▸ ИСХОДНЫЙ ТЕКСТ:
━━━━
Найти в Дзене
В ГОСТЯХ ХОРОШО

Узаконена грехом

«— Я ношу под сердцем вашего ребенка, Павел Семенович, — тихо, но твердо ответила она. — Третьего. Первых двух вы забрали у меня и сдали в приюты, как котят. Этого я не отдам. Если не хотите видеть меня женой — прогоните. Но ребенка я оставлю. И пусть тогда весь свет узнает, как статский советник, дворянин, блудит с собственной племянницей, а потом выбрасывает кровь свою на улицу.»
Она вошла в

«— Я ношу под сердцем вашего ребенка, Павел Семенович, — тихо, но твердо ответила она. — Третьего. Первых двух вы забрали у меня и сдали в приюты, как котят. Этого я не отдам. Если не хотите видеть меня женой — прогоните. Но ребенка я оставлю. И пусть тогда весь свет узнает, как статский советник, дворянин, блудит с собственной племянницей, а потом выбрасывает кровь свою на улицу.»

Иллюстрация
Иллюстрация

Она вошла в спальню неслышно, как тень. В руке дрожала свеча, выхватывая из темноты высокую резную спинку кровати и сгорбленную фигуру старика в ночном колпаке. Павел Семенович не спал. Он сидел в кресле, глядя на огонь в камине, и даже не обернулся на скрип двери.

— Ты довольна, Паша? — глухо спросил он, не оборачиваясь. — Добилась своего. Через неделю ты станешь госпожой Кишкиной. Мои дети… они ведь никогда не примут тебя. Ты будешь для них воровкой, разлучницей, приживалкой.

Прасковья Михайловна, кутаясь в шаль, сделала шаг вперед. В ее глазах, освещенных пламенем свечи, блеснула не радость, а усталость и горечь тридцатисемилетней женщины, слишком долго жившей во лжи.
━━━━
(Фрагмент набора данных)

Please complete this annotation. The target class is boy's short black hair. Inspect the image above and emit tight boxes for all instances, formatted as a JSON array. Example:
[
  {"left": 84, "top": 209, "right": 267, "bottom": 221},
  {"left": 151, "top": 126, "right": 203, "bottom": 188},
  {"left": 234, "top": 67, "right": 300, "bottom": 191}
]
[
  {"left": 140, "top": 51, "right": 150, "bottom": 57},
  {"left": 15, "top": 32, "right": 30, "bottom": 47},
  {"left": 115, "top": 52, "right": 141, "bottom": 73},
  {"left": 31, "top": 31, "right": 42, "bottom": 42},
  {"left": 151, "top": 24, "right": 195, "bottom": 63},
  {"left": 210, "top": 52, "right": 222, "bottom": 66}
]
━━━━
▸ СПИСОК ЗАДАНИЙ:
**1.** Перемасштабируйте листинг: выпишите все его строки заново вместе с запросами, умножив каждую координату рамок в ответах на 0,2 и округлив до целого (половины вверх). Числа в запросах и в образцах формата оставьте без изменений.
**2.** Напишите продолжение рассказа о ночном разговоре Прасковьи Михайловны и Павла Семеновича, начиная сразу после последнего предложения.

▸ СПИСОК ОТВЕТОВ:
**1.**
Please complete this annotation. The target class is boy's short black hair. Inspect the image above and emit tight boxes for all instances, formatted as a JSON array. Example:
[
  {"left": 84, "top": 209, "right": 267, "bottom": 221},
  {"left": 151, "top": 126, "right": 203, "bottom": 188},
  {"left": 234, "top": 67, "right": 300, "bottom": 191}
]
[
  {"left": 28, "top": 10, "right": 30, "bottom": 11},
  {"left": 3, "top": 6, "right": 6, "bottom": 9},
  {"left": 23, "top": 10, "right": 28, "bottom": 15},
  {"left": 6, "top": 6, "right": 8, "bottom": 8},
  {"left": 30, "top": 5, "right": 39, "bottom": 13},
  {"left": 42, "top": 10, "right": 44, "bottom": 13}
]

**2.**
В комнате повисла тишина, тяжелая, как намогильная плита. Слышно было лишь, как потрескивают дрова. Павел Семенович медленно повернулся. Его лицо, изрезанное морщинами, казалось маской из пергамента. Он смотрел на ее еще плоский живот и вдруг понял: эта хрупкая женщина, его экономка, его тайный стыд и тайная страсть, сильнее его. Сильнее его чинов, его возраста и его страха перед мнением света.

История эта началась задолго до той брачной ночи, что должна была стать для них либо спасением, либо проклятием.

Павел Семенович Кишкин
Павел Семенович Кишкин

Павел Семенович Кишкин, статский советник, человек за шестьдесят, давно овдовел. Жил он в собственном доме в Саратове, имел чин, уважение и взрослых детей, которые уже разъехались, но зорко следили за отцовским капиталом. Дом его, большой и неуютный, требовал женской руки. И эта рука нашлась.

Прасковья Михайловна приходилась ему дальней родственницей, двоюродной племянницей. Ее отец, тамбовский дворянин, спился и состояния не нажил, а мать умерла рано. Детство Паши прошло не в родовом гнезде, а в казенном московском приюте, где ее научили читать, писать, считать и, главное, виртуозно шить и кроить .

Когда девушка вышла из приюта, идти ей было некуда, кроме как к отцу, который к тому времени окончательно опустился и превратился в приживала. Павел Семенович, будучи человеком деятельным и, как ни странно, совестливым, забрал обоих к себе. Спившегося родственника поселил во флигеле — пусть доживает, а Пашеньке предложил вести хозяйство .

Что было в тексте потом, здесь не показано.